- _取り組む課題_
A. 壁の補強を扱った読解文のうち、「壁の補強を行う際に注意しなけ」を含む語句から始めて「当然ですが偏心率って何?と質問される方は多いです。」の後で終わる部分を、一字一句そのまま書き出してください。
B. 壁の補強を扱った読解文では、剛心とは何の中心だと説明されていますか。
C. 次の(i)〜(iii)は、壁の補強を扱った読解文の内容と合っていますか。それぞれ「はい」か「いいえ」で答え、決め手となる本文の語句をそのまま引用してください。
(i) 偏心率を正確に算出するには、建物の平面図と耐力壁の配置を正確に把握する必要がある。
(ii) 重心とは、水平力に対抗する力の中心のことである。
(iii) 既存の壁は手当たり次第に補強すればよい。

---------- 読解文 ----------

壁の補強を行う際に注意しなければならないのは、どの壁に補強したり、どの部分に壁を増設するべきかという点です。やみくもに壁を増やせばいいというわけでもないですし、手当たり次第に既存の壁を補強すればいいわけではありません。

では、どうやって適切な部分に補強するかを判断するのかという話になりますが、これは「偏心率」を頼りにする場合が多いです。その他に壁配置のバランス計算(四分割法、壁量充足率・壁率比)もありますが、耐震診断の場合は偏心率が一般的でしょう。

当然ですが偏心率って何?と質問される方は多いです。
実は偏心率の説明って難しいんですよね。完全に理解してもらうには時間もかかりますし、建築士でさえパソコン使って算出している方が大半だと思うのでそのすべてを説明できる方は意外と少ないでしょう。
私もきちんと説明できる自信がありません。
でもそれもどうかなと思いますので教科書のような説明をさせて頂きます。偏心率とは、重心と剛心のへだたりのねじり抵抗に対する割合であり、重心とは建物平面形状の中心、剛心とは水平力に対抗する力の中心となります。でもこんな説明では分からないですよね。

偏心率を正確に算出するためには、建物の形(平面図)とスジカイ等の耐力壁の配置を正確に把握しなければなりません。よく耐震診断で家の形とか壁の位置とか調べたり、図面があるかどうか聞いたりするのは偏心率を算出するために必要だからです。

---------- 資料 ----------

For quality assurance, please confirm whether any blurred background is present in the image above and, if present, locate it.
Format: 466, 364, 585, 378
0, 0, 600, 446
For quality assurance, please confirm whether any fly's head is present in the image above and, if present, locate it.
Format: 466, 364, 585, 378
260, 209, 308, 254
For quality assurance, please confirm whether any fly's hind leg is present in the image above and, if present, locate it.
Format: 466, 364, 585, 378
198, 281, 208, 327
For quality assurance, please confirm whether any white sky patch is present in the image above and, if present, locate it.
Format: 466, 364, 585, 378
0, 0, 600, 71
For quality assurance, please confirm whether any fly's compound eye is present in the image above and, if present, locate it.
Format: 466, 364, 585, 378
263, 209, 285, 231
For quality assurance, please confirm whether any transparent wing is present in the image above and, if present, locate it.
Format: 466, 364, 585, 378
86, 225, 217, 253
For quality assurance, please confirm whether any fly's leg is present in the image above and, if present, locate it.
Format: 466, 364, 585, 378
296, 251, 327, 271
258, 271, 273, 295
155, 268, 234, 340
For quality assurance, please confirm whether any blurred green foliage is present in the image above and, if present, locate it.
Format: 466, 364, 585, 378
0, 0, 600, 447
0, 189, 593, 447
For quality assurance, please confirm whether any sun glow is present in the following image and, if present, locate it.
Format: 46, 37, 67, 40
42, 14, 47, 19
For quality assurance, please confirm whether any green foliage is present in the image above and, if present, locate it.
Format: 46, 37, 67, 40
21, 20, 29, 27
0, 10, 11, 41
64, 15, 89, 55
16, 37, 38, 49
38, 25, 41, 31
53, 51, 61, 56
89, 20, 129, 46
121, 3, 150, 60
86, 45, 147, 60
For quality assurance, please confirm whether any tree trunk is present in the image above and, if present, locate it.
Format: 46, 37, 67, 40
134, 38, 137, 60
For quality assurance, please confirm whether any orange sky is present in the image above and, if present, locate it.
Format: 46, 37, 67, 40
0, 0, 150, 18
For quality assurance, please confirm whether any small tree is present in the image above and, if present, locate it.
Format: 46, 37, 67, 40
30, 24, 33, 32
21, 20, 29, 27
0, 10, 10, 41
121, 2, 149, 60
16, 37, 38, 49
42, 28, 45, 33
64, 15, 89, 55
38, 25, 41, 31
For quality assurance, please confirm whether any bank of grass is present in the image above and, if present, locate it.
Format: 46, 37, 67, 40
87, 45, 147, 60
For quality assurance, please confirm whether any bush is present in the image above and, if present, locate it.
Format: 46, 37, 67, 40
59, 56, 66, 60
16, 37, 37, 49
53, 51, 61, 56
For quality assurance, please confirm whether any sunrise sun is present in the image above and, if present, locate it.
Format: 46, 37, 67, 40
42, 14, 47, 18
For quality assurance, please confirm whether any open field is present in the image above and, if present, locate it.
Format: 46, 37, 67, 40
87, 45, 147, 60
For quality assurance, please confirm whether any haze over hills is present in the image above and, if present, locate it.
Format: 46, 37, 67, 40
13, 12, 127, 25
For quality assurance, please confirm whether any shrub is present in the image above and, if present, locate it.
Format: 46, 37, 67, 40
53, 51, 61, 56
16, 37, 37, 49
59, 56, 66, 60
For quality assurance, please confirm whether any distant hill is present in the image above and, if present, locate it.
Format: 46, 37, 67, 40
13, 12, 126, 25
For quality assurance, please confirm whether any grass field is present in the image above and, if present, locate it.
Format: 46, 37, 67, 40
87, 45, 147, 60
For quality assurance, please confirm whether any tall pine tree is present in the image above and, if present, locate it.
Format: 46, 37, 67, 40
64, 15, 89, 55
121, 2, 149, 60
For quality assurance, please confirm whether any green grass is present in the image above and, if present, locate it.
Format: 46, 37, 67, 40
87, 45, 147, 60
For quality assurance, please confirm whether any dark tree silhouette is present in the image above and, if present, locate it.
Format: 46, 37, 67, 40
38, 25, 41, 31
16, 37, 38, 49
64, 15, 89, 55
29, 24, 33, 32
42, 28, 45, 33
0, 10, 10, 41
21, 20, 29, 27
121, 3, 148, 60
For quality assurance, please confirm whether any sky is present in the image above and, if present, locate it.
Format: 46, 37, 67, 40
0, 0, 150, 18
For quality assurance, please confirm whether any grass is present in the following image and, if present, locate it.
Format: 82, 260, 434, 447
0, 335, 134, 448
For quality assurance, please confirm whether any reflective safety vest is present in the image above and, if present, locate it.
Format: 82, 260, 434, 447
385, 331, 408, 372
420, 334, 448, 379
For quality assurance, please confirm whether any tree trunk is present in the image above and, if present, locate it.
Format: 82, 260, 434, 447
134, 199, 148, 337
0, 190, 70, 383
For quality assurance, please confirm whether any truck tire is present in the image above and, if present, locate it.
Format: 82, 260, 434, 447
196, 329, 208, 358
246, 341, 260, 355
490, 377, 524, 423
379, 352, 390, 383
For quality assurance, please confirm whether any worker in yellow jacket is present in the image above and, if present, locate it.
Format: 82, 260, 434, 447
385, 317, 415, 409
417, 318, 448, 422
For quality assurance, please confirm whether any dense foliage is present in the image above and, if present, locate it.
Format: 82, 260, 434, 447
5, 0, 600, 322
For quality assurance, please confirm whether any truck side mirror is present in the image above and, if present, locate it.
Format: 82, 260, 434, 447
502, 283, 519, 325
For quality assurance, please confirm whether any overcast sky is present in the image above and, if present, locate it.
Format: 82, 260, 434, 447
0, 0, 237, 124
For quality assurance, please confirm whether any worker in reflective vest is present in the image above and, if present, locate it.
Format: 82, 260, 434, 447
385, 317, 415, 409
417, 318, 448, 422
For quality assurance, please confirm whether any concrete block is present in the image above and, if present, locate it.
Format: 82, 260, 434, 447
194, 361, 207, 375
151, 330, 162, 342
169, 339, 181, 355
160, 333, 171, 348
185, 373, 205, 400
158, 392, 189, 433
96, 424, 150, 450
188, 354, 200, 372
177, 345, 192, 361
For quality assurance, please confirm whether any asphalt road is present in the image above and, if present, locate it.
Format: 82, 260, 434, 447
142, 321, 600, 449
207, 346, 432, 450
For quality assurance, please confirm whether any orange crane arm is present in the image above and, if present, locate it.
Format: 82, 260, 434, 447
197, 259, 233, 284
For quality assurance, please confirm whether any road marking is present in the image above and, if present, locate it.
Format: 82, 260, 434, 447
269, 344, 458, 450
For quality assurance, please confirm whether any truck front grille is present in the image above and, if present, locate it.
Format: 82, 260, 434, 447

----------

- _解答_
A.
壁の補強を行う際に注意しなければならないのは、どの壁に補強したり、どの部分に壁を増設するべきかという点です。やみくもに壁を増やせばいいというわけでもないですし、手当たり次第に既存の壁を補強すればいいわけではありません。

では、どうやって適切な部分に補強するかを判断するのかという話になりますが、これは「偏心率」を頼りにする場合が多いです。その他に壁配置のバランス計算(四分割法、壁量充足率・壁率比)もありますが、耐震診断の場合は偏心率が一般的でしょう。

当然ですが偏心率って何?と質問される方は多いです。

B. 水平力に対抗する力の中心です。

C.
(i) はい。「偏心率を正確に算出するためには、建物の形(平面図)とスジカイ等の耐力壁の配置を正確に把握しなければなりません」
(ii) いいえ。「重心とは建物平面形状の中心」
(iii) いいえ。「手当たり次第に既存の壁を補強すればいいわけではありません」